TEXT PASSAGE:
+++
Mapping and 3D Representations

Before starting anything, a lot is taken from the one and only Cyrll Stachniss lectures. Link to the lecture .

Point Clouds

A point cloud is one of the most fundamental ways to represent a 3D environment. It is essentially a large collection of points where each point has an $(x, y, z)$ coordinate.

These points are often generated by sensors like LIDAR, which measures distance ( $ρ$ ), azimuth angle ( $θ$ ), and elevation angle ( $ϕ$ ). These raw spherical coordinates are then converted into Cartesian coordinates $(X, Y, Z)$ to form the point cloud using the following sensor model:

Pasted image 20250919121618.png

[\begin{matrix} X \\ Y \\ Z \end{matrix}] = g (ρ, θ, ϕ) = [\begin{matrix} ρ \cos (θ) \cos (ϕ) \\ ρ \sin (θ) \cos (ϕ) \\ ρ \sin (ϕ) \end{matrix}]

Pros:
- No data discretization is required, so the original measurement precision is maintained.
- The mapped area is not limited by a predefined grid size.
Cons:
- Memory usage can be unbounded as more points are added.
- There is no explicit representation of free or unknown space, only surfaces where the sensor light reflects are recoreded.

Operations on Point Clouds

The basic operations of translation and rotation can be combined. A common sequence to transform a point cloud $P_{s}$ from a source frame ${s}$ to a target frame ${s^{'}}$ is: 1) translate, 2) rotate, and 3) scale.

For each point $p_{s}$ in the cloud, the new point $p_{s^{'}}$ is given by:

p_{s^{'}} = S_{s^{'} s} R_{s^{'} s} (p_{s} - t_{s^{'} s})

Where:

$t_{s^{'} s}$ is the translation vector.
$R_{s^{'} s}$ is the rotation matrix.
$S_{s^{'} s}$ is a scaling matrix.

Feature Extraction from Point Clouds

A raw point cloud is just a collection of coordinates.
To make it useful, we often need to extract higher-level features from it, like planes, spheres, or cylinders. This process of identifying geometric primitives is a form of segmentation.

Point Cloud Accumulation

A single LIDAR scan only provides a point cloud from one perspective. To build a complete map, multiple point clouds taken from different robot poses must be combined into a single, global reference frame {G}. This process is called accumulation. ( Usually we take a defined global frame, or just the first frame )

If we have a point cloud $P_{L}$ measured in the local LIDAR frame {L}, and we know the pose (position and orientation) of the LIDAR frame with respect to the global frame, we can transform point cloud into global coordinates, $P_{G}$ . This is done using a homogeneous transformation matrix $_{L}^{G} T$ .
+++
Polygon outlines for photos
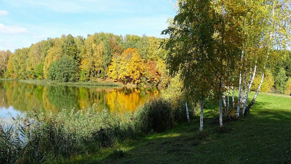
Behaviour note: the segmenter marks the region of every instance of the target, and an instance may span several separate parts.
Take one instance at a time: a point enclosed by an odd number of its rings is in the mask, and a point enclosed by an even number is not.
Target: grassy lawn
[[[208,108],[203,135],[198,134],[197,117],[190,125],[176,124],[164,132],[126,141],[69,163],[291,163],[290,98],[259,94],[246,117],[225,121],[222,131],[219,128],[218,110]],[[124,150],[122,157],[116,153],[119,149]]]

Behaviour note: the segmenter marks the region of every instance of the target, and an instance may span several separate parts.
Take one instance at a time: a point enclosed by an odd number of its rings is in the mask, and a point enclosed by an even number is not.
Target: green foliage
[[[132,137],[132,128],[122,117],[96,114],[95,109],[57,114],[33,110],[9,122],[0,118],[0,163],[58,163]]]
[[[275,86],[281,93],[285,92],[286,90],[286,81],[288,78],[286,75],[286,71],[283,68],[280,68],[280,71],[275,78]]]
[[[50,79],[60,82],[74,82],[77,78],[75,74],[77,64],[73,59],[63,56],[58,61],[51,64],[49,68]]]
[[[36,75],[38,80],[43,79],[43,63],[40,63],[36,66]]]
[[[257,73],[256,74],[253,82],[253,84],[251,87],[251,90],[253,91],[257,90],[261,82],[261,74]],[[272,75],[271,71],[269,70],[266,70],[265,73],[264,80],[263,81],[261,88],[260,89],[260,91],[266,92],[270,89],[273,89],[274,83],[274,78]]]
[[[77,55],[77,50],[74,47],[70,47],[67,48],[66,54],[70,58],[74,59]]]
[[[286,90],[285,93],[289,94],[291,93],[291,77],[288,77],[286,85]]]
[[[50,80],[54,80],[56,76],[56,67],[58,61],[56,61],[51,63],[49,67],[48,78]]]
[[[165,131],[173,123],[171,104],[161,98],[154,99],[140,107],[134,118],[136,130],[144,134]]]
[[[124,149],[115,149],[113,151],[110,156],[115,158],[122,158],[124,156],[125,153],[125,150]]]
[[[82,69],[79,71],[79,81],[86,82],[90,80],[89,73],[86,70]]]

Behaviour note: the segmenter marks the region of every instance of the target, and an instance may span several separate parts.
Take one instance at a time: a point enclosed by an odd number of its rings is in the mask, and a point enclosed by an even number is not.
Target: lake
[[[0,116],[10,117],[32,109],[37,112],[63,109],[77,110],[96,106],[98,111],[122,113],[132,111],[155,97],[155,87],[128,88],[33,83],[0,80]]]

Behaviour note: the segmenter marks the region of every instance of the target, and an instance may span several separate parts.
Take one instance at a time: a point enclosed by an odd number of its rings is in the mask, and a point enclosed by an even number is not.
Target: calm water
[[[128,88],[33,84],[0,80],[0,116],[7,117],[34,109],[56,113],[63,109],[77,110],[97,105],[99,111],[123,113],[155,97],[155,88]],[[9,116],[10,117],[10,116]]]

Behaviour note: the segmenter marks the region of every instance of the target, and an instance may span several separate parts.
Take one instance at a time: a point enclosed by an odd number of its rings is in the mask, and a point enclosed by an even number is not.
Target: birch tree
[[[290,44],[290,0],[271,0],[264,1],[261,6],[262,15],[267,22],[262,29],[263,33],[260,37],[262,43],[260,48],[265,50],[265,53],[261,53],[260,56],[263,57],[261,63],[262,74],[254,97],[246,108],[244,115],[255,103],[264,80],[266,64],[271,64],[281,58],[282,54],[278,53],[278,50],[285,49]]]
+++
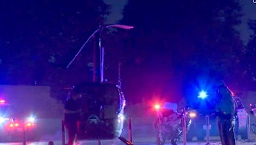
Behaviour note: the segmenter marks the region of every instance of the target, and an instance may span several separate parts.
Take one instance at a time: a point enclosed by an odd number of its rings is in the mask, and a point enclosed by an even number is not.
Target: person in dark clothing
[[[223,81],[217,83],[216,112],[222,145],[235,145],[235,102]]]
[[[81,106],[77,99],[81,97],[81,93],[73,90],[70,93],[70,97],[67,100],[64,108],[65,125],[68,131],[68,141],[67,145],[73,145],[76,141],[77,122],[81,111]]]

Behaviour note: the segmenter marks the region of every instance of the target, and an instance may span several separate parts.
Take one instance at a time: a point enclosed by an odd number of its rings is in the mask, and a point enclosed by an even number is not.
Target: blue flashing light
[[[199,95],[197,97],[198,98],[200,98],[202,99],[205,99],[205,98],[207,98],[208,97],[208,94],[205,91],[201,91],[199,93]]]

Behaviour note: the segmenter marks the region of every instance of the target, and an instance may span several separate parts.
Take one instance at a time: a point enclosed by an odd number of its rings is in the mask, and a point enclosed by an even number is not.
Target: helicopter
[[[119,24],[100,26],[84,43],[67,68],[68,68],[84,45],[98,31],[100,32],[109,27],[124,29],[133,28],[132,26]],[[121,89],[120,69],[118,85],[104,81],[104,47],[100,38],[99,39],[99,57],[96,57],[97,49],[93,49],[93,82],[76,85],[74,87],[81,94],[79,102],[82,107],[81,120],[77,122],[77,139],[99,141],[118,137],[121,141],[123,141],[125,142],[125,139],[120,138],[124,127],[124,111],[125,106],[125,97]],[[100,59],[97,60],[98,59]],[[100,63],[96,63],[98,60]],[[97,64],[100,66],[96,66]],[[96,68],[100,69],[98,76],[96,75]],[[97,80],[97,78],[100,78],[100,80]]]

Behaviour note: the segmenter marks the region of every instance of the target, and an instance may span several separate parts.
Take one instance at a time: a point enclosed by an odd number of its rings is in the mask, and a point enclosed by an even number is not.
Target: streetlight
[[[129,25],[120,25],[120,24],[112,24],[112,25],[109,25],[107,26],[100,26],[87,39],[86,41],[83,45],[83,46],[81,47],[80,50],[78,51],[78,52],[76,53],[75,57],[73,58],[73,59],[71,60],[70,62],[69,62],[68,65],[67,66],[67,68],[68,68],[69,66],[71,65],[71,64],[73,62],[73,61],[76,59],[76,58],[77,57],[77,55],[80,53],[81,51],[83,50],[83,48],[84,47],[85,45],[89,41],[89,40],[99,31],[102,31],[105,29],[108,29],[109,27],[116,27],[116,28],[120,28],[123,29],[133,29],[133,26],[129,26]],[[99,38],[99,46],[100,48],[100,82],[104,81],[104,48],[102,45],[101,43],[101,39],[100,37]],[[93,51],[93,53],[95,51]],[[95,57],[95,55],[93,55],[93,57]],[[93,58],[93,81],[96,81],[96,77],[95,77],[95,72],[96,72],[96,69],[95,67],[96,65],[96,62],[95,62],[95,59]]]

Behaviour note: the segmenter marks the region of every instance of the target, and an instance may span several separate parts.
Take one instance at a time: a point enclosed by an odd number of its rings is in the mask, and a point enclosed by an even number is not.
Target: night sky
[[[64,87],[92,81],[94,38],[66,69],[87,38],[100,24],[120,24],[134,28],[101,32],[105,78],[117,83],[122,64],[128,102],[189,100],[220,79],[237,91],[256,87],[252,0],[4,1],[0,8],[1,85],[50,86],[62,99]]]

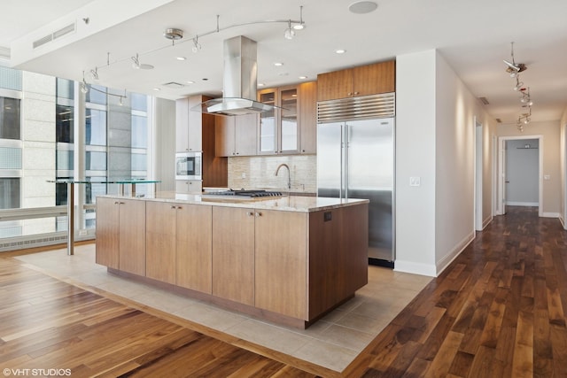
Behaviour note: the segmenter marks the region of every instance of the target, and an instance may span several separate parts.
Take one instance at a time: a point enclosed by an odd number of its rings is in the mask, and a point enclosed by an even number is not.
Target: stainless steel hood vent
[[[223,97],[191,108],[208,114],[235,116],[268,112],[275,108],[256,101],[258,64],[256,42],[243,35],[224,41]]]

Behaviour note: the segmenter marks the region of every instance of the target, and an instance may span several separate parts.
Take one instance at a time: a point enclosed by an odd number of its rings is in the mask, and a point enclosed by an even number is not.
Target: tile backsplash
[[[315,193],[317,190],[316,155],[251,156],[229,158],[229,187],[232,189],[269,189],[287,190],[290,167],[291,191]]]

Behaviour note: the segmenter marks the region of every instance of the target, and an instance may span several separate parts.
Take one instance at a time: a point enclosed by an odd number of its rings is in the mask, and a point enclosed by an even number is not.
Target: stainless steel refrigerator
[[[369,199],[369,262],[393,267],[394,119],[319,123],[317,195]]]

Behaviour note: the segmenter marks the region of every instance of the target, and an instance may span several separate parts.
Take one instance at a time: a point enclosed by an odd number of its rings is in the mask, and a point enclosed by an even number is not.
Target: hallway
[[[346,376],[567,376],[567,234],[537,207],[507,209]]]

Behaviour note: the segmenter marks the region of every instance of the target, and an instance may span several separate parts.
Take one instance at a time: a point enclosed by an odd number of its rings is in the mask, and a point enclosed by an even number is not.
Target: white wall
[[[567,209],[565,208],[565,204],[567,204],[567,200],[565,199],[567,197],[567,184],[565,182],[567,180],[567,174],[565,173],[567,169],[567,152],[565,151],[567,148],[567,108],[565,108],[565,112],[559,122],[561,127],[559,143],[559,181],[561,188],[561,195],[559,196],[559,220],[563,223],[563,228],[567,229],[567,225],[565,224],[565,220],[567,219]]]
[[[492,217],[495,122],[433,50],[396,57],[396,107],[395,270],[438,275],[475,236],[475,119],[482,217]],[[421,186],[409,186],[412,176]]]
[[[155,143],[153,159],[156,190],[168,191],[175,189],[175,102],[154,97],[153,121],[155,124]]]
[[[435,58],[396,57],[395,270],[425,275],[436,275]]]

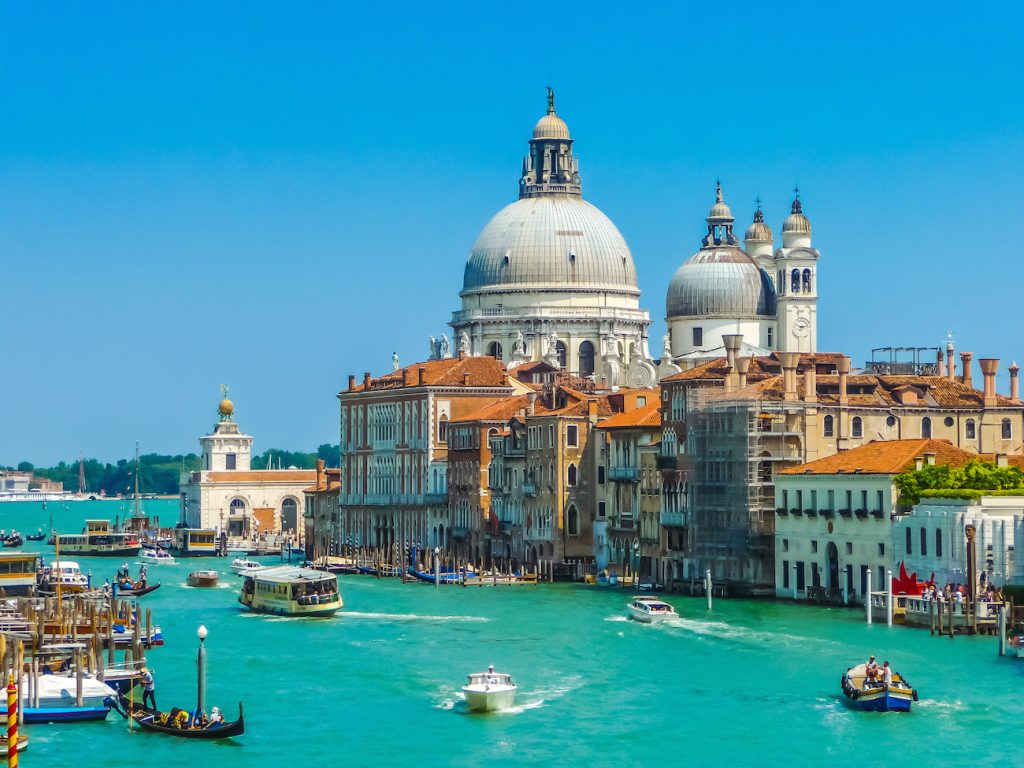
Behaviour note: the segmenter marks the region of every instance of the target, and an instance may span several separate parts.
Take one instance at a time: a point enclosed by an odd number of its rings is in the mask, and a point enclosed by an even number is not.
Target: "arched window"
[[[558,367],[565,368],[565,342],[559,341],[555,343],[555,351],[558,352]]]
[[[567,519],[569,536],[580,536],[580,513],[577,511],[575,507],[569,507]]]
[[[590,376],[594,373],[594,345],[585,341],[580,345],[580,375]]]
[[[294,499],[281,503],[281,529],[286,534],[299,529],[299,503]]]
+++
CHALLENGES:
- a) In the notes on mapping and 3D representations, what is the process of combining several point clouds into one global reference frame called?
- b) Continue the notes on mapping and 3D representations from their final sentence.
This material has no connection to the text.

SOLVED TASKS:
- a) Accumulation.

- b)
For each point $p_{i}$ in the local point cloud $P_{L}$ , the corresponding global point $p_{i}^{'}$ is calculated as:

p_{i}^{'} =_{L}^{G} T p_{i}

By applying this transformation to all points, we can merge multiple scans to create a dense, large-scale map of the environment.

Plane Fitting for Road Detection

A common task for an autonomous vehicle is to identify the road surface from a LIDAR point cloud. We can model the road as a simple plane and then fit this model to the point cloud data.

The equation of a plane in 3D is:

z = a + b x + c y

Our goal is to find the parameters $x = [a, b, c]^{T}$ that best fit the measured points. ( Think of this as a linear regression problem in 3D )

For a set of $n$ points $(x_{j}, y_{j}, z_{j})$ from the point cloud, we can define the measurement error for each point as the vertical distance between the measured $z_{j}$ and the value predicted by our plane model:

e_{j} = z_{p r e d i c t e d} - z_{m e a s u r e d} = (a + b x_{j} + c y_{j}) - z_{j}

We can stack all $n$ of these error equations into a single matrix form:

e = A x - b

Where:

e = [\begin{matrix} e_{1} \\ e_{2} \\ ⋮ \\ e_{n} \end{matrix}], A = [\begin{matrix} 1 & x_{1} & y_{1} \\ 1 & x_{2} & y_{2} \\ ⋮ & ⋮ & ⋮ \\ 1 & x_{n} & y_{n} \end{matrix}], x = [\begin{matrix} a \\ b \\ c \end{matrix}], b = [\begin{matrix} z_{1} \\ z_{2} \\ ⋮ \\ z_{n} \end{matrix}]

Now to find the best-fit parameters $\hat{x}$ , we use the method of least-squares to minimize the sum of the squared errors. The cost function is:

L_{L S} (x) = e^{T} e = (A x - b)^{T} (A x - b)

To find the minimum, we take the partial derivative with respect to $x$ and set it to zero:

\frac{\partial L_{L S} (x)}{\partial x} = 2 A^{T} A \hat{x} - 2 A^{T} b = 0

This gives us the normal equations:

A^{T} A \hat{x} = A^{T} b

We can then solve for the optimal parameters $\hat{x}$ by using an efficient numerical solver (ideally we use this in practice ) or by calculating the pseudo-inverse:

\hat{x} = (A^{T} A)^{- 1} A^{T} b

This gives us the parameters $[a, b, c]$ of the plane that best represents the road surface in the point cloud.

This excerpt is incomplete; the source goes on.